(Extracted records)

↓↓↓

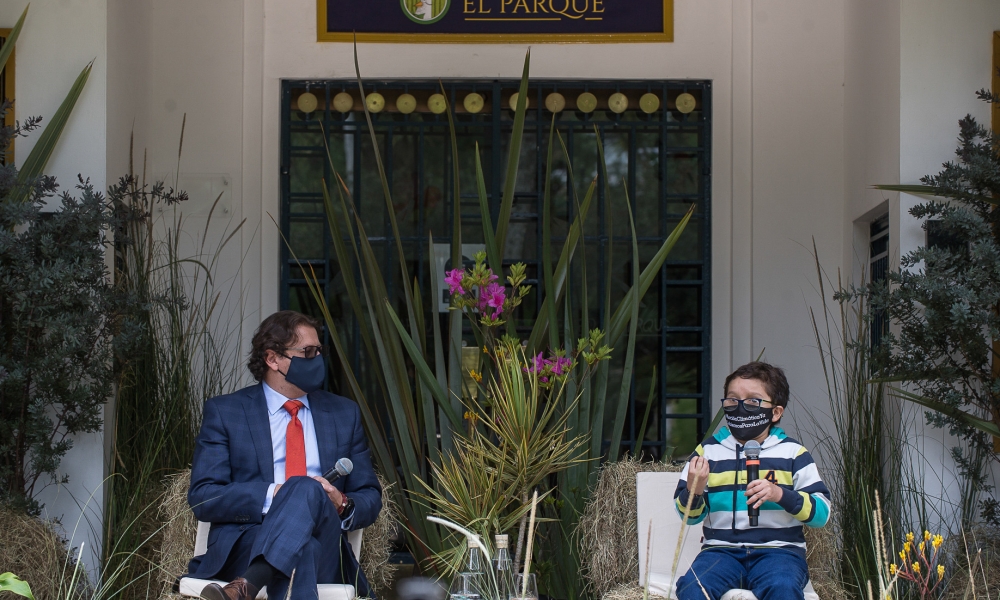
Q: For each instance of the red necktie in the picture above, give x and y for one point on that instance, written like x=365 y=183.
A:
x=295 y=443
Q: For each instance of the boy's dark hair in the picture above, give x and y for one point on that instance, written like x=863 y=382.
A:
x=771 y=376
x=277 y=333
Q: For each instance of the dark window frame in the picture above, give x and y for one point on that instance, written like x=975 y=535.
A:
x=538 y=121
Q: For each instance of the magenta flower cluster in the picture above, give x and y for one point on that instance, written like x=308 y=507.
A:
x=549 y=368
x=454 y=280
x=491 y=294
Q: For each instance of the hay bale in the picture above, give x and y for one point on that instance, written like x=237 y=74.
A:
x=607 y=534
x=180 y=529
x=33 y=550
x=823 y=559
x=627 y=591
x=972 y=560
x=608 y=539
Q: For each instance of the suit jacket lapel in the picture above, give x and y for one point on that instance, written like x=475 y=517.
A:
x=326 y=427
x=260 y=430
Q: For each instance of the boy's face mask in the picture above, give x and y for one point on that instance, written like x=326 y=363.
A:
x=746 y=425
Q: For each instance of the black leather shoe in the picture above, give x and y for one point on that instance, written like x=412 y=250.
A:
x=238 y=589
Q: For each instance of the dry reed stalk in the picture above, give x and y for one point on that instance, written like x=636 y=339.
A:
x=649 y=555
x=607 y=534
x=377 y=544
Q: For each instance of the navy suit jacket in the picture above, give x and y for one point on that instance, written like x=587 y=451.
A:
x=233 y=466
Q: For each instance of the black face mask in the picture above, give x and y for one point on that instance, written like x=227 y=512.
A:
x=746 y=425
x=307 y=374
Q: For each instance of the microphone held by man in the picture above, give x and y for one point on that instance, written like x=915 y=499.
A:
x=343 y=468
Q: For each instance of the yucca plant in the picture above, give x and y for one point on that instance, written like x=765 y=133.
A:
x=417 y=365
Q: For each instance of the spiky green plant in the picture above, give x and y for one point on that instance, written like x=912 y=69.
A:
x=422 y=402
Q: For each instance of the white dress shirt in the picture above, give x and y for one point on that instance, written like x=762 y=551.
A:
x=280 y=418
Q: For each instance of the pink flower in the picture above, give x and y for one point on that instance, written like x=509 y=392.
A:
x=561 y=365
x=454 y=281
x=492 y=296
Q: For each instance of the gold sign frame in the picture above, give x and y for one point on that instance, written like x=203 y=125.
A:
x=665 y=36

↑↑↑

§ EXERCISE
Reproduce all of the entries above word for word, leaving out the pictures.

§ TASK ANSWER
Q: For each instance of the red necktie in the picture above, give x and y for one point on that instance, written like x=365 y=183.
A:
x=295 y=443
Q: For each instance of the boy's dark hair in the picture above, give x and y for one point on that instance, written like x=863 y=382.
A:
x=771 y=376
x=277 y=333
Q: For each instance of the dark window frame in the picture above, give x and y for one point on that instance, written like x=975 y=535.
A:
x=538 y=121
Q: For each instance of the magenta flower cluster in the picture above, give x and y for one point on that instance, written like x=308 y=507.
A:
x=549 y=368
x=454 y=280
x=491 y=294
Q: For each instance of the hay bale in the picture above, give x and y for one point on that instance, written like x=237 y=74.
A:
x=607 y=534
x=180 y=529
x=33 y=550
x=823 y=559
x=627 y=591
x=972 y=560
x=608 y=539
Q: For each instance of the suit jacket lapel in the picture above, give x and y for one point on that instance, written like x=475 y=517.
A:
x=326 y=427
x=260 y=430
Q: For each instance of the boy's face mask in the picture above, give x and y for one point on that instance, written like x=326 y=363.
A:
x=746 y=425
Q: For each instance of the black leather shoe in the picture above, give x and y for one point on that instance, written like x=412 y=250.
A:
x=238 y=589
Q: For each instance of the dry reed stalk in the picture above, give x and y for one point on that instance, written like x=636 y=339.
A:
x=649 y=555
x=607 y=534
x=377 y=544
Q: For each instance of the navy suit jacket in the picture above, give x and y for one point on that instance, written like x=587 y=451.
A:
x=233 y=466
Q: For each instance of the black face mask in the picture above, give x and y for one point on that instance, written like x=227 y=512.
A:
x=746 y=425
x=307 y=374
Q: For each instance of the microphone held by man in the picture above, give x and y for one point on that instance, written like x=915 y=499.
A:
x=343 y=468
Q: For each instance of the yucca plant in the picture above, give x and y for one point on that instance, written like x=765 y=133.
A:
x=417 y=365
Q: For each instance of the spiky green plant in the picture above, give x and y for one point on that instance, written like x=912 y=69.
A:
x=422 y=402
Q: For each instance of the white dress shirt in the picture above, give x and y for one point on that instance, written like x=762 y=551.
A:
x=280 y=418
Q: For each instance of the pink flower in the picture above, give x and y for one point on that instance, written like x=509 y=392.
A:
x=561 y=365
x=454 y=281
x=492 y=296
Q: For each instance of the gold sign frame in the picture above, give x and y for one point on that instance, written like x=203 y=125.
A:
x=665 y=36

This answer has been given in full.